TEXT BLOCK:
Thursday, 2 February 2012
Library Day in the Life Day 4
Paper build-up on desk to deal with but prepping for teaching session needed first.
This is a trial session for a college group in their second term here. Probably closest in style to the scaffolding approach now used by some libraries for teaching, but most importantly is a trial for an activity that will a) fit in with proposed changes to teaching in the Faculty which include scope and space for the Library to put on extended classes as part of the range of teaching on offer b) allow students to explore resources, produce author bibliographies of primary and secondary works and evaluate them in the knowledge that their work will contribute to an interactive online literature timeline. Session went really well, students like the information display and especially the reading list links that we are trialling as well, so fund bidding here I come. Actually a brisk lunchtime walk and I have now widened this out so that all second year college groups will join in this programme - and it's getting quite exciting. Just need to work out exactly what funds I need for now and transmit the excitement upwards.
More staff calling in ill for afternoon and evening shifts so as Assistant Librarian is ill, the re-arranging and phoning for replacement staff falls to me. Staff who ARE in are extremely obliging and willing to help out. Fabulous team here!
Assist staff with peculiar issue desk queries today - realise now how wonderful the Assistant Librarian role is in the Library and that without them here I get all these odd things to deal with! Makes me think about the rules that are made in libraries. We were talking yesterday at the staff training event about how often situtations need a 'grey' response. If we're too black and white we fail to demonstrate empathy. Not alwasy easy the bigger the organisation though if I recall correctly John Lewis 'pay desk' staff are given responsibility for 'breaking the rules' depending on the situation if it improves the customer experience. Much more personalised. I digress - but definitely went for the grey response.
Colleague visits to talk about an aspect of the Library management system that I've been using for some time.

TASKS TO CARRY OUT:
a) According to the library diary entry, what will the trial activity allow students to do? List each one.
b) In the library diary entry, who does the writer recall being given responsibility for "breaking the rules"?
c) Write the next part of the library diary entry, picking up right after its final sentence.
The records that follow have no connection to the library diary entry.

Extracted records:
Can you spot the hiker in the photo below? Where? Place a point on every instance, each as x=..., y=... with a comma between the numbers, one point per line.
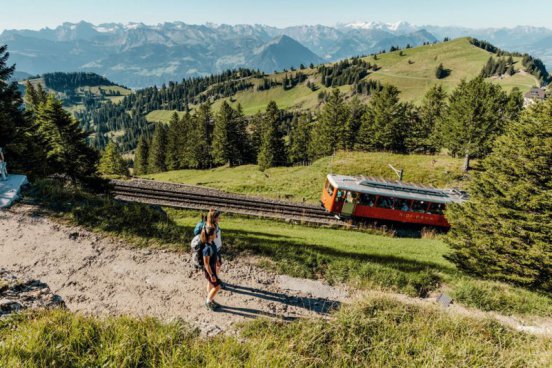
x=3, y=170
x=210, y=259
x=212, y=220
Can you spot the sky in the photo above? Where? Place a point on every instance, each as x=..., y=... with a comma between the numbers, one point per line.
x=36, y=14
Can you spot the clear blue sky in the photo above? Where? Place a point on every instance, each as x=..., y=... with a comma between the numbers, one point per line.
x=35, y=14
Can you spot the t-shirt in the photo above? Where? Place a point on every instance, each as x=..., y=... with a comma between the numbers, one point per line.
x=210, y=250
x=218, y=239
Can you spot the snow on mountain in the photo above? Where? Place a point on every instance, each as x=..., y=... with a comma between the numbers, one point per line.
x=397, y=27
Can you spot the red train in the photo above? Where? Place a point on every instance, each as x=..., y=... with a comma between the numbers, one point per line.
x=360, y=197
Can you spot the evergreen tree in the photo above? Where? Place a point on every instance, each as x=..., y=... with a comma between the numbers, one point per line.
x=299, y=139
x=503, y=231
x=440, y=72
x=111, y=161
x=423, y=134
x=356, y=110
x=242, y=139
x=272, y=151
x=200, y=137
x=514, y=106
x=328, y=131
x=256, y=130
x=157, y=150
x=384, y=125
x=475, y=117
x=141, y=157
x=19, y=139
x=174, y=132
x=65, y=142
x=228, y=136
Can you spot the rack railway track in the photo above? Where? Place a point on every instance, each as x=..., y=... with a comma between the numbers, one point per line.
x=200, y=198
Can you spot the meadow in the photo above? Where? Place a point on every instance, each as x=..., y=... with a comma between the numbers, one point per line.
x=304, y=183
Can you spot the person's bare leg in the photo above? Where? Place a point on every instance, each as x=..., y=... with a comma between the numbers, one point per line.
x=213, y=293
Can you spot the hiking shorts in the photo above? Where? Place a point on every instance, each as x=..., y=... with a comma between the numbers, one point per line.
x=216, y=283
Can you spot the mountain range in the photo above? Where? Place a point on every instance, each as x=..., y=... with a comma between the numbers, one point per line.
x=140, y=55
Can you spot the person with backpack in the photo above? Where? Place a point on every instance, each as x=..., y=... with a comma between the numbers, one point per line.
x=210, y=261
x=212, y=220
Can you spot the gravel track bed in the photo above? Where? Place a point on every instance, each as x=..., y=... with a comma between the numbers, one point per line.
x=230, y=209
x=217, y=201
x=186, y=188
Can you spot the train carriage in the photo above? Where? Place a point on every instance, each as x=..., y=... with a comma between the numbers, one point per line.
x=376, y=199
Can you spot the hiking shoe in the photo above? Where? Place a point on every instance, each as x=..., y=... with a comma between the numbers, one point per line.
x=215, y=304
x=212, y=305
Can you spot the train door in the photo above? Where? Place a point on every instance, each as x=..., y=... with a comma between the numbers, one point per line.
x=349, y=204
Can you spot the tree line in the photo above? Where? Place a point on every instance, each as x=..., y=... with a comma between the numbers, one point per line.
x=70, y=81
x=466, y=123
x=502, y=232
x=129, y=114
x=40, y=138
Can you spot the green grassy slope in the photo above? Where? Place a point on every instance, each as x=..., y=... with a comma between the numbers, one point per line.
x=157, y=116
x=378, y=332
x=109, y=93
x=305, y=182
x=413, y=78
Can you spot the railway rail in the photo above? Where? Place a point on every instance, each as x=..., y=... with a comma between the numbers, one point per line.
x=200, y=198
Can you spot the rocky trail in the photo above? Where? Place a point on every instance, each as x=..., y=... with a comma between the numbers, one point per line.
x=98, y=275
x=44, y=264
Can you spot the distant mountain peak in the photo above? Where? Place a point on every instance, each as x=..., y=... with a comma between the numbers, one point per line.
x=283, y=52
x=400, y=26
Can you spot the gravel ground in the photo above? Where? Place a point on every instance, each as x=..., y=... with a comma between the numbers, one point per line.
x=102, y=276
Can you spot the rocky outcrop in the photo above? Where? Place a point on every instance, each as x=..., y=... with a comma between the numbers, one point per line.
x=17, y=293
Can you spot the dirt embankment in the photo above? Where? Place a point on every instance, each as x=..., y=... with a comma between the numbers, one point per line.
x=101, y=276
x=44, y=264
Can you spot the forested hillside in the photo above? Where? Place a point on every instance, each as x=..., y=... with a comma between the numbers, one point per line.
x=413, y=71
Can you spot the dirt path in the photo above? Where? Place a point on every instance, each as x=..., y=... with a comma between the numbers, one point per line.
x=101, y=276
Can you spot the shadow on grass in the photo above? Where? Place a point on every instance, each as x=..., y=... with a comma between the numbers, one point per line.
x=282, y=247
x=317, y=305
x=144, y=223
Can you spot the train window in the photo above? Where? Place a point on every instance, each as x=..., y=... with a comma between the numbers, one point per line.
x=385, y=202
x=352, y=197
x=367, y=200
x=402, y=204
x=329, y=188
x=436, y=208
x=419, y=206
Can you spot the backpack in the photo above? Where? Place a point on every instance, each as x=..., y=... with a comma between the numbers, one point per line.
x=199, y=227
x=197, y=251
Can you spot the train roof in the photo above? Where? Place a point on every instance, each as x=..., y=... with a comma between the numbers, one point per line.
x=396, y=189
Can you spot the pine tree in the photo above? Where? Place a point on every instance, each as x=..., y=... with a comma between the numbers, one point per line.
x=200, y=137
x=440, y=72
x=384, y=124
x=228, y=134
x=272, y=150
x=474, y=119
x=256, y=129
x=19, y=139
x=172, y=159
x=242, y=139
x=514, y=106
x=184, y=143
x=111, y=162
x=504, y=230
x=328, y=131
x=157, y=150
x=65, y=142
x=141, y=157
x=423, y=133
x=356, y=110
x=299, y=139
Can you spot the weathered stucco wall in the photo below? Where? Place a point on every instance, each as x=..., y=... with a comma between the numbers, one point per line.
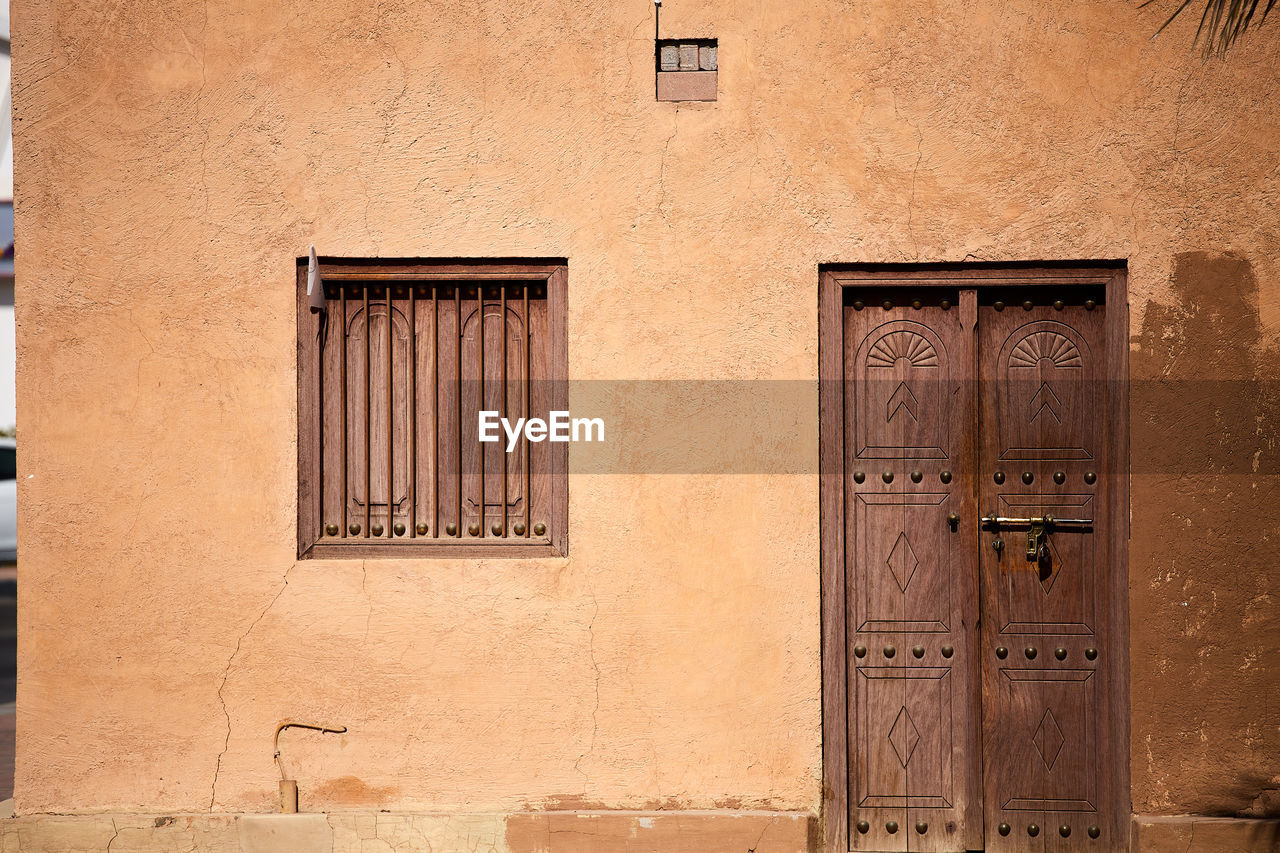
x=174, y=159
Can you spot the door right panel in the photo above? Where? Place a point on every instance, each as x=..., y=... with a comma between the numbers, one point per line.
x=1046, y=647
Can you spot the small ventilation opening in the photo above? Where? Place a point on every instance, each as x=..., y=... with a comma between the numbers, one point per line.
x=686, y=69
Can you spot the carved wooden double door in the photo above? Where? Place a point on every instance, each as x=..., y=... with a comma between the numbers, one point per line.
x=974, y=571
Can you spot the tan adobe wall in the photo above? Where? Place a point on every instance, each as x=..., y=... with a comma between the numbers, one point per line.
x=174, y=159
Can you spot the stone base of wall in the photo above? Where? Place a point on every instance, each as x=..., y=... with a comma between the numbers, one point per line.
x=1192, y=834
x=385, y=833
x=525, y=833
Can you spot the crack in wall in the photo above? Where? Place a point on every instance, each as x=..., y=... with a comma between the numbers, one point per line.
x=222, y=685
x=595, y=711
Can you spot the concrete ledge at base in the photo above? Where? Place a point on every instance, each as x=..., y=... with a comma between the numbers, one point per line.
x=570, y=831
x=1193, y=834
x=275, y=833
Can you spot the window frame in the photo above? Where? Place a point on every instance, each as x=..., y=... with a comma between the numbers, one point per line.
x=551, y=273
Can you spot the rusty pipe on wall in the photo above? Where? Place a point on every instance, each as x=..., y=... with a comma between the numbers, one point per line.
x=289, y=787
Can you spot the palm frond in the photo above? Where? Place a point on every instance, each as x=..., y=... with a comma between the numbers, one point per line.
x=1221, y=22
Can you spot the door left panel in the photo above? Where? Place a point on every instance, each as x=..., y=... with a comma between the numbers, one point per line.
x=910, y=592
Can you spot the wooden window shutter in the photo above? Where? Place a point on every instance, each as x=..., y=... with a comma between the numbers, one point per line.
x=392, y=375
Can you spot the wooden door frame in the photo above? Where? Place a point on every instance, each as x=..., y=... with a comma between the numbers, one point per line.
x=832, y=282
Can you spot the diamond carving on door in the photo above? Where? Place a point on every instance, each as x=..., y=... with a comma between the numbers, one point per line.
x=974, y=576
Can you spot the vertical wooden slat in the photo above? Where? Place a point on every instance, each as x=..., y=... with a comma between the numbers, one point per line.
x=457, y=319
x=480, y=398
x=502, y=331
x=342, y=404
x=435, y=411
x=369, y=468
x=412, y=411
x=391, y=420
x=320, y=347
x=529, y=388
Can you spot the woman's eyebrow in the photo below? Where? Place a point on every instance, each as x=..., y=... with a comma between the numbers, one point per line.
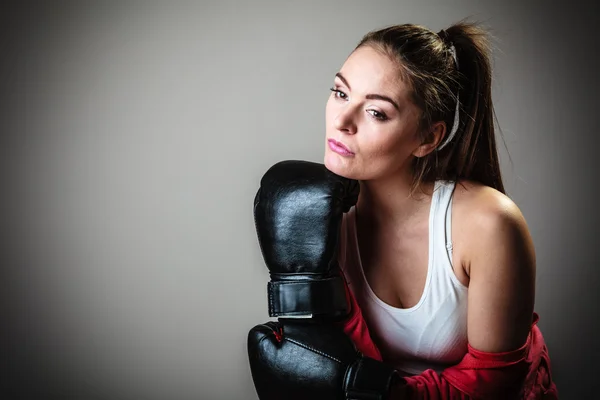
x=369, y=96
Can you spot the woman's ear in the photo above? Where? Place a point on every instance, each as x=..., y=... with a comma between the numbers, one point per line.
x=434, y=137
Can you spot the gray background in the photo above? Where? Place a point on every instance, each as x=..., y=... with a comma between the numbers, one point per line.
x=133, y=138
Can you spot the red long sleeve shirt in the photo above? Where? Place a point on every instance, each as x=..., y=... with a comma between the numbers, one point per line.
x=523, y=374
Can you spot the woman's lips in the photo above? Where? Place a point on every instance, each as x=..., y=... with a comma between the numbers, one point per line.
x=339, y=148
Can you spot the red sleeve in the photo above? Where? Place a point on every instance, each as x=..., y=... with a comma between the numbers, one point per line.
x=520, y=374
x=355, y=327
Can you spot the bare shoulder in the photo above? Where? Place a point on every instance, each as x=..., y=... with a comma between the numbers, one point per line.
x=489, y=224
x=499, y=258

THE RESPONSES:
a)
- Explore resources
- Produce author bibliographies of primary and secondary works
- Evaluate them

b) John Lewis "pay desk" staff.

c)
Wednesday, 1 February 2012
Library Day in the Life Day 3
Joint staff meeting with Judge Business School on personalising our library services. This was a really nice relaxed time with English staff and Judge staff discussing how personalised our services should be. Amazing how we all view things slightly differently and how our assumptions about situations differ. Communication is similar as well. Just to give a small (but probably confusing) example.. I recall sometime ago sitting in on a meeting that I shouldn't have been at and acting as an observer. Person A said something, Person B minuted it, but when Person C read the minutes some days later, they commented that this wasn't what Person A said. Person A said it was. What was going on? Simply - an assumption had been made by C about what A had said, and the subsequent interpretation of it by C was different to the INTENDED point that person A had made. No big deal really but person C had acted on their interpretation of the comment rather than the actual comment that A had made. Interesting communication issues that go on all the time. How many times do we say something to a library user and ASSUME that we have been clear, when a different message was understood by them. Have we provided a personalised service then?
Ok - back to base and dealing with emails - way too many today again. Setting up meetings, reading papers for a meeting this afternoon, responding to a blog about a potential change in web interface, problems with mounting the paintings, REF impact information to absorb, and - oops need to go to the issue desk now for my lunch time stint.
Work experience pupil wants to come here in March so checking with staff - we usually take about 4 per year but it looks like we have our full quota in place so can't take any extras.
Long communication meeting this afternoon with pre and post meetings necessary to clarify issues.
Tuesday, 31 January 2012
Library Day in the Life Day 2
Opened the Library - always do this on a Tuesday as normal staff member who has this task starts late today. Then spend time resolving how to move forward with mounting two special paintings in the Library this summer. Sprint from my office to the issue desk downstairs and report that sick member of staff is returning today. Yay! That means time at my desk today. Thinks to self - will catalogue DVDs and ASNC books today- maybe.
A little bit of chasing for an amazing new book coming out in July this year. Yep - it's the one and only 'Personalised services' book that every single man, woman and child will be out of their seats to buy. Co-editor Andy Priestner has had the easy bit - writing rather good prose - whilst yours truly runs (metaphorically) around the countryside dealing with figures that don't quite work, and tracking down contributor forms that she has put in a 'safe place'.
Sit on enquiry desk in main library space today, love being asked questions there but fear the frowns at the cataloguing module whilst there may put people off. Practises smiling at the bib record for a new DVD. Deal with an elusive reference for academic plus trialling the teaching session with resources to make sure it all works. Not happy that MLA International Bibliography results won't download speedily into Zotero so work-around for that section of the session required.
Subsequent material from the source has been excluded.